> _THE TASK_
Write out all of the lines below with no changes, leaving the pictures out of your answer.

> _WORKING DATA_

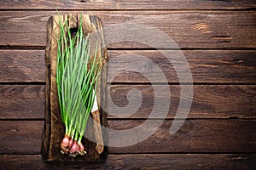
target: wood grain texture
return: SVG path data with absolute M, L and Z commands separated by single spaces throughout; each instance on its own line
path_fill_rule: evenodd
M 180 82 L 177 74 L 189 71 L 196 83 L 256 82 L 253 50 L 120 50 L 109 56 L 109 82 Z
M 142 64 L 137 55 L 154 62 L 166 76 L 166 81 L 178 82 L 172 63 L 179 69 L 185 69 L 186 63 L 177 60 L 177 51 L 167 52 L 173 54 L 170 61 L 157 50 L 108 50 L 108 82 L 149 82 L 144 76 L 148 74 L 153 77 L 151 82 L 163 82 L 149 62 L 143 61 L 140 72 L 128 71 L 131 70 L 131 65 Z M 186 57 L 194 82 L 256 82 L 254 50 L 182 50 L 181 53 Z M 0 82 L 45 82 L 44 54 L 44 50 L 0 50 Z
M 44 119 L 44 86 L 1 85 L 0 119 Z
M 155 120 L 151 120 L 152 123 Z M 108 120 L 111 129 L 135 128 L 144 120 Z M 1 121 L 1 154 L 40 154 L 44 121 Z M 127 147 L 108 147 L 109 154 L 128 153 L 255 153 L 256 123 L 253 120 L 186 120 L 173 135 L 172 120 L 166 120 L 143 142 Z M 134 139 L 138 136 L 129 136 Z M 108 144 L 116 141 L 108 134 Z
M 44 51 L 0 50 L 0 82 L 45 82 Z
M 113 105 L 108 105 L 109 118 L 147 118 L 149 116 L 152 118 L 165 118 L 166 113 L 162 111 L 168 109 L 166 117 L 174 118 L 179 102 L 187 99 L 181 99 L 180 86 L 169 86 L 169 91 L 164 86 L 158 86 L 157 88 L 149 85 L 110 86 L 108 88 L 110 91 L 108 101 L 112 99 Z M 142 94 L 142 101 L 137 97 L 138 93 Z M 255 118 L 254 85 L 194 85 L 193 93 L 189 118 Z M 168 105 L 166 101 L 170 98 L 171 104 Z M 131 101 L 134 105 L 129 105 Z M 153 110 L 159 111 L 159 114 L 152 116 Z
M 61 11 L 67 14 L 68 11 Z M 74 12 L 75 13 L 75 12 Z M 182 48 L 255 48 L 254 11 L 84 11 L 104 20 L 105 37 L 109 48 L 148 48 L 137 42 L 108 44 L 115 35 L 151 37 L 155 28 L 172 38 Z M 0 46 L 44 47 L 46 22 L 55 11 L 1 11 Z M 133 28 L 116 32 L 113 24 L 125 22 L 143 25 L 146 34 Z M 116 37 L 116 36 L 115 36 Z M 154 48 L 166 46 L 162 38 L 152 38 Z M 152 48 L 152 47 L 150 47 Z
M 0 155 L 3 169 L 253 169 L 255 162 L 255 154 L 110 154 L 102 163 L 74 165 L 45 163 L 40 155 Z
M 194 97 L 189 118 L 255 118 L 255 85 L 195 85 Z M 0 118 L 4 119 L 44 119 L 44 85 L 2 85 L 0 86 Z M 128 105 L 127 94 L 137 89 L 143 95 L 142 104 L 137 99 L 138 110 L 124 108 Z M 171 105 L 167 118 L 173 118 L 177 109 L 180 88 L 169 86 Z M 115 105 L 108 103 L 108 118 L 147 118 L 154 103 L 154 90 L 149 85 L 113 85 L 108 88 Z M 132 96 L 135 91 L 130 91 Z M 166 92 L 158 92 L 166 96 Z M 164 97 L 162 99 L 165 99 Z M 130 99 L 131 99 L 131 98 Z M 249 104 L 249 105 L 248 105 Z M 126 117 L 127 118 L 127 117 Z
M 75 0 L 75 1 L 47 1 L 47 0 L 26 0 L 11 1 L 4 0 L 0 3 L 0 9 L 245 9 L 255 8 L 253 0 L 242 1 L 211 1 L 186 0 L 182 3 L 178 0 L 144 0 L 144 1 L 109 1 L 109 0 Z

> _RESULT_
target: wood grain texture
return: SVG path data with absolute M, L and Z commands separated by single spaces throughout; each instance on its own line
path_fill_rule: evenodd
M 180 82 L 177 74 L 189 71 L 196 83 L 256 82 L 253 50 L 120 50 L 109 56 L 109 82 Z
M 142 64 L 137 55 L 154 62 L 166 76 L 166 81 L 178 82 L 172 63 L 179 69 L 185 69 L 186 63 L 177 60 L 177 51 L 167 52 L 173 54 L 170 61 L 157 50 L 108 50 L 108 82 L 149 82 L 144 76 L 148 74 L 153 77 L 151 82 L 163 82 L 149 62 L 143 61 L 140 72 L 128 71 L 131 70 L 131 65 Z M 186 57 L 194 82 L 256 82 L 254 50 L 182 50 L 181 53 Z M 0 82 L 45 82 L 44 54 L 44 50 L 0 50 Z
M 44 119 L 44 86 L 1 85 L 0 119 Z
M 155 120 L 151 120 L 152 123 Z M 108 120 L 111 129 L 135 128 L 144 120 Z M 1 121 L 1 154 L 40 154 L 44 121 Z M 127 147 L 108 147 L 109 154 L 128 153 L 255 153 L 256 123 L 253 120 L 186 120 L 173 135 L 172 120 L 166 120 L 143 142 Z M 134 139 L 138 136 L 129 136 Z M 108 144 L 116 141 L 108 134 Z
M 44 51 L 0 50 L 0 82 L 45 82 Z
M 113 105 L 108 105 L 109 118 L 147 118 L 149 116 L 152 118 L 165 118 L 166 113 L 162 111 L 168 109 L 166 117 L 174 118 L 179 102 L 187 99 L 181 99 L 180 86 L 169 86 L 169 91 L 164 86 L 158 86 L 157 88 L 149 85 L 110 86 L 108 88 L 110 91 L 108 101 L 112 99 Z M 142 94 L 142 101 L 137 97 L 138 93 Z M 255 118 L 254 85 L 194 85 L 193 93 L 189 118 Z M 168 105 L 166 101 L 170 98 L 171 104 Z M 131 101 L 134 105 L 129 105 Z M 153 110 L 159 111 L 159 114 L 152 116 Z
M 61 11 L 67 14 L 68 11 Z M 74 12 L 75 13 L 75 12 Z M 182 48 L 255 48 L 254 11 L 84 11 L 104 20 L 105 37 L 109 48 L 148 48 L 137 42 L 108 44 L 115 35 L 151 37 L 155 28 L 172 38 Z M 0 46 L 44 47 L 46 22 L 55 11 L 1 11 Z M 133 28 L 116 32 L 113 24 L 125 22 L 143 25 L 146 34 Z M 116 37 L 116 36 L 115 36 Z M 154 48 L 166 46 L 162 38 L 152 38 Z M 152 48 L 152 47 L 150 47 Z
M 0 155 L 3 169 L 253 169 L 255 162 L 255 154 L 110 154 L 102 163 L 74 165 L 45 163 L 40 155 Z
M 194 97 L 189 118 L 255 118 L 255 85 L 195 85 Z M 0 118 L 4 119 L 44 119 L 44 85 L 2 85 L 0 86 Z M 128 105 L 127 94 L 137 89 L 143 95 L 142 104 L 137 99 L 138 110 L 124 108 Z M 171 105 L 167 118 L 173 118 L 177 109 L 180 88 L 169 86 Z M 115 105 L 108 103 L 108 118 L 147 118 L 154 103 L 154 90 L 149 85 L 113 85 L 108 88 Z M 132 96 L 135 91 L 130 91 Z M 166 92 L 158 92 L 166 96 Z M 164 97 L 162 99 L 165 99 Z M 130 99 L 131 99 L 131 98 Z M 249 104 L 249 105 L 248 105 Z M 126 117 L 127 118 L 127 117 Z
M 75 0 L 75 1 L 47 1 L 47 0 L 26 0 L 11 1 L 4 0 L 0 3 L 0 9 L 245 9 L 255 8 L 253 0 L 242 1 L 211 1 L 186 0 L 182 3 L 178 0 L 144 0 L 144 1 L 109 1 L 109 0 Z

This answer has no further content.